## AUSGANGSTEXT
━━━━━━━━━━━━━━━━━━━━

# Futterkorb-Montagen



## the doctor (25. Januar 2005)

Hi Leutz

Mit welchen Futterkorbmontagen fischt ihr denn so?
Das Problem bei mir ist, dass sich öfters die Montage überschlägt...
Im Stillwasser gehts schon, aber im Fliesswasser 

Meine Montage sieht folgender Maßen aus: 

Hauptschnur, Feederboom,Stopperperle ggf. auch ein kleines Blei,Wirbel, Vorfach und Haken?
Was sagt ihr dazu?


----------



## Brassenkönig (25. Januar 2005)

*AW: Futterkorb-Montagen*

Ich fische genau mit der gleichen Montage wie du und ich bin damit sehr erfolgreich. Die Montage ist schnell und einfach zu montieren und man hat durch den Feederboom so gut wie keine Schnursalate.


----------



## bernie1 (25. Januar 2005)

*AW: Futterkorb-Montagen*

powergum systeem Schuivend systeem in lus Vaste lus montage Schuivend systeem met tonwartel Schuivend systeem met stopper 
	

	
	
		
		

		
			






aus Holland



http://www.lutz-huelsse.de/themen/angelgeraete/knoten/knoten_text/knoten_1.htm



http://people.freenet.de/ernst-spangenberger/grundangeln.htm



http://www.angeln.de/praxis/friedfisch/feeder.htm



[font=Arial,Helvetica,Geneva,Swiss,SunSans-Regular][size=-1]
	

	
	
		
		

		
		
	


	




[/size][/font]
​

Hi, the doctor

Hier einige Links und meine Montage

Petri Heil

Bernie1


----------



## feeder-peter (25. Januar 2005)

━━━━━━━━━━━━━━━━━━━━

## EINTRÄGE
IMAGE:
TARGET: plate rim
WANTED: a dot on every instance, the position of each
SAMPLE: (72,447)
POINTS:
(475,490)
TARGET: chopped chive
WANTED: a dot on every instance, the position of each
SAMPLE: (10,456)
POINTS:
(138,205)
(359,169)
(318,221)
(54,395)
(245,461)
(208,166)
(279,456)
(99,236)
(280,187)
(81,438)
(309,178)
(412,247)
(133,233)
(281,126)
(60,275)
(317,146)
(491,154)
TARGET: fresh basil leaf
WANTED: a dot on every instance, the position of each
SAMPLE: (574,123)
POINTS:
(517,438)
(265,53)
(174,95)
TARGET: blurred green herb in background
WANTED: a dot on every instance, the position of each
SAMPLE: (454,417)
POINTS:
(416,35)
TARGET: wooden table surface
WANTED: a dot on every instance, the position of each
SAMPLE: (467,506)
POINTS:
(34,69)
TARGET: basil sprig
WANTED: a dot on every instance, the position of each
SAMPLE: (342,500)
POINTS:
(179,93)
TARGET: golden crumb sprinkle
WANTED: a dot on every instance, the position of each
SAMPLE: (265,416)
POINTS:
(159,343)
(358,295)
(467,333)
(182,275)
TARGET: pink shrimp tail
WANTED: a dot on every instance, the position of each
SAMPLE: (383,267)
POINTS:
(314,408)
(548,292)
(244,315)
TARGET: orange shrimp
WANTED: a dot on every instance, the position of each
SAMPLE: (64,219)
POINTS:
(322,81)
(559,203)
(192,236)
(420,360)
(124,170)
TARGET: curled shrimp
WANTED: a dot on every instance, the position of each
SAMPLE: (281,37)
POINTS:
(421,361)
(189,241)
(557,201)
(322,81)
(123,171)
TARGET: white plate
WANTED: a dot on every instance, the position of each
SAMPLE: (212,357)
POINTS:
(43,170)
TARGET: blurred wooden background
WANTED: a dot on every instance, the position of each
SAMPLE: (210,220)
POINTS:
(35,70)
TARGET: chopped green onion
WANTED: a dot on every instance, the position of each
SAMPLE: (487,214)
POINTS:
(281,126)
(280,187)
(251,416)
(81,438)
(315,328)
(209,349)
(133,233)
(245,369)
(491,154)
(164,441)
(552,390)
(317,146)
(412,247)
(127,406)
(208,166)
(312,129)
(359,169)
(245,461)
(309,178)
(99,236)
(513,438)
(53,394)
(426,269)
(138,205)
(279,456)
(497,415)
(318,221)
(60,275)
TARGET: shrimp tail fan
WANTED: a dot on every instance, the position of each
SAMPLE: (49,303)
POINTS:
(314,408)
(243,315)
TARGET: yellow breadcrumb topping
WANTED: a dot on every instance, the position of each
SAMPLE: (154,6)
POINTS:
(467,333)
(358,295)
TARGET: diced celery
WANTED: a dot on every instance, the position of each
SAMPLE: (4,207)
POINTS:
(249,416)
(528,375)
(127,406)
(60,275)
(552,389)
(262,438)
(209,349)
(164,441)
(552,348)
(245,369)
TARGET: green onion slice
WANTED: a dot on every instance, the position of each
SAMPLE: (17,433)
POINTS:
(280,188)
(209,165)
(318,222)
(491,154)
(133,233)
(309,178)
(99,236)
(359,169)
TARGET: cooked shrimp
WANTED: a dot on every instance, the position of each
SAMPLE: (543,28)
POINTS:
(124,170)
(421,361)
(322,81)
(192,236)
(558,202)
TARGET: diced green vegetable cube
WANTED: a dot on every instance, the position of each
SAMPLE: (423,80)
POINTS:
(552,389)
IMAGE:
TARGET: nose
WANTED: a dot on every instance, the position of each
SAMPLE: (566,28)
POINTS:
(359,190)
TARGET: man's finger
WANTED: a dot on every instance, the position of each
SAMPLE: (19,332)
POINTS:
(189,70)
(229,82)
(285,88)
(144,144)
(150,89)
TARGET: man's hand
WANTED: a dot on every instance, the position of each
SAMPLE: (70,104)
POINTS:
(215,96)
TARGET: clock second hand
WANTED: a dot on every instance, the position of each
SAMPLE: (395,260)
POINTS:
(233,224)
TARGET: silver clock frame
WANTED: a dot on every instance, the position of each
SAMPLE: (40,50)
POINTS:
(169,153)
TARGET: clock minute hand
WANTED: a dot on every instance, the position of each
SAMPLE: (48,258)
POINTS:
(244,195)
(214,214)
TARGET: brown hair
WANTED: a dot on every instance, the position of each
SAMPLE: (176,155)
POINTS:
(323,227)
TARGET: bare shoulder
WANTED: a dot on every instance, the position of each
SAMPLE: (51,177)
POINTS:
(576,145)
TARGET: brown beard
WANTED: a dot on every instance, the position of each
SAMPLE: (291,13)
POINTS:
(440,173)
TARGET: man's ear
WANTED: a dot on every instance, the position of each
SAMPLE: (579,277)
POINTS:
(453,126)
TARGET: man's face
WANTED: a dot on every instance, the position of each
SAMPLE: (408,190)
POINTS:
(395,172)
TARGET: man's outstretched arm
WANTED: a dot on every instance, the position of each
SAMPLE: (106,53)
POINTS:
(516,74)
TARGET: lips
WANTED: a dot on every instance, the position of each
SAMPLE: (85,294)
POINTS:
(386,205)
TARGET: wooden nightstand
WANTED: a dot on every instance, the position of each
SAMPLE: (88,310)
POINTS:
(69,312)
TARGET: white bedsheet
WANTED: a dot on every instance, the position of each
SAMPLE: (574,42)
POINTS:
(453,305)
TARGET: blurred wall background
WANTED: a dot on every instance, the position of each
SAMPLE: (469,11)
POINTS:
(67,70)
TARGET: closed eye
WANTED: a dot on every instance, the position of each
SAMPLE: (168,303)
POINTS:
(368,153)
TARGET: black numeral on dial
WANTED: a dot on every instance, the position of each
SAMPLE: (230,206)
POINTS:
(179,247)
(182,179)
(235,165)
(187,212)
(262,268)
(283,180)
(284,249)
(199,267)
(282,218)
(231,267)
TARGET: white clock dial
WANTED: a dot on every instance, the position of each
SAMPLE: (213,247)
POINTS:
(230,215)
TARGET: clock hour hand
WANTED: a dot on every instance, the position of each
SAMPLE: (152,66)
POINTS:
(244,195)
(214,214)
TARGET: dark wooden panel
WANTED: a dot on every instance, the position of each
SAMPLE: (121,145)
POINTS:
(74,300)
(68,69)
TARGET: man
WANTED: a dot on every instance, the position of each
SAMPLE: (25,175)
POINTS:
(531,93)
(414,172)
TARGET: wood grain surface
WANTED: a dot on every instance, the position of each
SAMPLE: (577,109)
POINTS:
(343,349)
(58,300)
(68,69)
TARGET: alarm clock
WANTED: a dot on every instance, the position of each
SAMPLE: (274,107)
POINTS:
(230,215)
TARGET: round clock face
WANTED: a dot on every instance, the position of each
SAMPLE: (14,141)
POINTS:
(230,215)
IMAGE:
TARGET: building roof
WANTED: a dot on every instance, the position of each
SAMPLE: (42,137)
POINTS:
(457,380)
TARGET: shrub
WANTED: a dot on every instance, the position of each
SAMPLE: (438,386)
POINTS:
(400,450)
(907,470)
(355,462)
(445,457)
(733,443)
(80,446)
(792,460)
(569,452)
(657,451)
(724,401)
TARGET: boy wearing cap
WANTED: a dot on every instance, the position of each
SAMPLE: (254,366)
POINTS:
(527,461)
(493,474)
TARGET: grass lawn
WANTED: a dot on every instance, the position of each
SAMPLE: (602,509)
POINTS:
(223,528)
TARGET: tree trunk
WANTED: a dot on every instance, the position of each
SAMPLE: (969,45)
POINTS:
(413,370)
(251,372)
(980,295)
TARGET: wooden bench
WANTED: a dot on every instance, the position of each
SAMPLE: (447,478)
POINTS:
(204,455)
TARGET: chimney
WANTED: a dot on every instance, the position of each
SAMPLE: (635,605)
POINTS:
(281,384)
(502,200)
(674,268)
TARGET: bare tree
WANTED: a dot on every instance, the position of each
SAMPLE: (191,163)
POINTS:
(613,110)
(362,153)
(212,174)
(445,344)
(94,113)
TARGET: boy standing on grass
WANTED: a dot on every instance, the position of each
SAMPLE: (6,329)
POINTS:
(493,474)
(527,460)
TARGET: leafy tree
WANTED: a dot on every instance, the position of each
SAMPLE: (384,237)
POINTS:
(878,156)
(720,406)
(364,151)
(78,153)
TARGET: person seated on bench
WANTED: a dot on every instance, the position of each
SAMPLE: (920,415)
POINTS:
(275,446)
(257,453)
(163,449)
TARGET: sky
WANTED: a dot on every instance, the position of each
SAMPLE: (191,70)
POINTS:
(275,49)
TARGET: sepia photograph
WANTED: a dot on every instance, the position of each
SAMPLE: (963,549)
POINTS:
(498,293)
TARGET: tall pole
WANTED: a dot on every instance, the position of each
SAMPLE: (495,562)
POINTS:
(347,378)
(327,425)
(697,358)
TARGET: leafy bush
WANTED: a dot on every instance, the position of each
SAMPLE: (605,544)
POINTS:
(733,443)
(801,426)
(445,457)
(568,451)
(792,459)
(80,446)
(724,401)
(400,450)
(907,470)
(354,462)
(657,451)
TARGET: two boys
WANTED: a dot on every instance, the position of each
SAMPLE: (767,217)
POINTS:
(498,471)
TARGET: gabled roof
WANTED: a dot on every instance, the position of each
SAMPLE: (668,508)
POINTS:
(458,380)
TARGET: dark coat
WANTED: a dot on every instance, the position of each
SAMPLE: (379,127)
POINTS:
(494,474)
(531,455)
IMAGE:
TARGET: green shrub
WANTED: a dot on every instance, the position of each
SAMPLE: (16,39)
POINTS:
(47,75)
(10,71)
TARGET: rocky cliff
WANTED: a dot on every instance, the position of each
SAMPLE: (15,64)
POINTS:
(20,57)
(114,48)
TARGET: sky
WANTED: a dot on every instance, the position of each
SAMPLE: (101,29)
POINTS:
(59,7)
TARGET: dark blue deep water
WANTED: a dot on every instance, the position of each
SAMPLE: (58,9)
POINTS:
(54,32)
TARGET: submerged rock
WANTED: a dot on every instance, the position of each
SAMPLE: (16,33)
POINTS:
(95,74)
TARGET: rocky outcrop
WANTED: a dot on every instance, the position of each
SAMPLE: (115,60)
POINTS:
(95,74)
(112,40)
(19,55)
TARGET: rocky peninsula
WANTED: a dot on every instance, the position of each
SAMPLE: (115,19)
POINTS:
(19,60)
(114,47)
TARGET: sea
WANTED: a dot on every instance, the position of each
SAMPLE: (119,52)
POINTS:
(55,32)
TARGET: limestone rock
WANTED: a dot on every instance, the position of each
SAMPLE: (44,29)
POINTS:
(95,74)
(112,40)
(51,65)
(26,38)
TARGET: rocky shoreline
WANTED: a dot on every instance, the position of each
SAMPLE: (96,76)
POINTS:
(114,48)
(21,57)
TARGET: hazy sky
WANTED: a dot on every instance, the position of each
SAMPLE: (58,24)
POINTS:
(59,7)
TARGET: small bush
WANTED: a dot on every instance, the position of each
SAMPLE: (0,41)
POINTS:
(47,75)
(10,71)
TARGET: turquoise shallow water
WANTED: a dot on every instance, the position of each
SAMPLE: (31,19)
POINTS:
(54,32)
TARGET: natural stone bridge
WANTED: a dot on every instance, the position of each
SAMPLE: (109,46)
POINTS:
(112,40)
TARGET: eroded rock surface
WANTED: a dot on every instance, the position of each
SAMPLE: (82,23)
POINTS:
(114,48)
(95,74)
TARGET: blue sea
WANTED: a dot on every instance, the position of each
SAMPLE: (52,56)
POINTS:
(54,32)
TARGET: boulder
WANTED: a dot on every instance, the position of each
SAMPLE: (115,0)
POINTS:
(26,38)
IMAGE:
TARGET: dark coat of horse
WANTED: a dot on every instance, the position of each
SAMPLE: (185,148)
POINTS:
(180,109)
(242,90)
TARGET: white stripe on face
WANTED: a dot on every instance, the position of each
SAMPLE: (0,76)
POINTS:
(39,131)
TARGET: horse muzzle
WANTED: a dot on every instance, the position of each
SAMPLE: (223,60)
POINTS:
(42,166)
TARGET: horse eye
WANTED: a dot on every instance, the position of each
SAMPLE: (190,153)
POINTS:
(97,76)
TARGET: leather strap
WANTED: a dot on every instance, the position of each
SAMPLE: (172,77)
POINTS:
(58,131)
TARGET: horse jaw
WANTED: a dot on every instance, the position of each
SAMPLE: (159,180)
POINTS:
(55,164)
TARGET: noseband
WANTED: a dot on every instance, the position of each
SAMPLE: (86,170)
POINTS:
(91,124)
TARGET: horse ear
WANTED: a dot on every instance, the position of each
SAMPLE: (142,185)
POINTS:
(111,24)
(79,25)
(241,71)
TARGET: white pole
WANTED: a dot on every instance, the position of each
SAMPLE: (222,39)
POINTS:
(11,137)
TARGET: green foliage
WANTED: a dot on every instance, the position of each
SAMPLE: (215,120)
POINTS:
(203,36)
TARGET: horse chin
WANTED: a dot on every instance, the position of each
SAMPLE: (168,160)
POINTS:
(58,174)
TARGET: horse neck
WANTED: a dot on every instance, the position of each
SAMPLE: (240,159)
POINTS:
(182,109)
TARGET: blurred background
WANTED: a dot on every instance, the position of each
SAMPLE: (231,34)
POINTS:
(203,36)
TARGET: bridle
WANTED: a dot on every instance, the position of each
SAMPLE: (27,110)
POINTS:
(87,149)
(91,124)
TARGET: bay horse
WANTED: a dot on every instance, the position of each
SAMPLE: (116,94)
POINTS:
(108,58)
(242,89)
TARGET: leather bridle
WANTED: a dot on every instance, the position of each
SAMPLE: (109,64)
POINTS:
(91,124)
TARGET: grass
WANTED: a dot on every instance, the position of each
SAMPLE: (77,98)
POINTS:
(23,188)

━━━━━━━━━━━━━━━━━━━━

## AUFGABENSTELLUNG 1
Liste sämtliche Webadressen auf, die der Ausgangstext über Futterkorb-Montagen enthält.
## AUFGABENSTELLUNG 2
Führe jede Zeile der Einträge auf, in der die Zeichenfolge "clock" vorkommt. Groß- und Kleinschreibung sind zu beachten.
Ausgangstext und Einträge haben unterschiedliche Herkunft.

## VOLLSTÄNDIGE LÖSUNG 1
http://www.lutz-huelsse.de/themen/angelgeraete/knoten/knoten_text/knoten_1.htm
http://people.freenet.de/ernst-spangenberger/grundangeln.htm
http://www.angeln.de/praxis/friedfisch/feeder.htm

## VOLLSTÄNDIGE LÖSUNG 2
TARGET: clock second hand
TARGET: silver clock frame
TARGET: clock minute hand
TARGET: white clock dial
TARGET: clock hour hand
TARGET: alarm clock
TARGET: round clock face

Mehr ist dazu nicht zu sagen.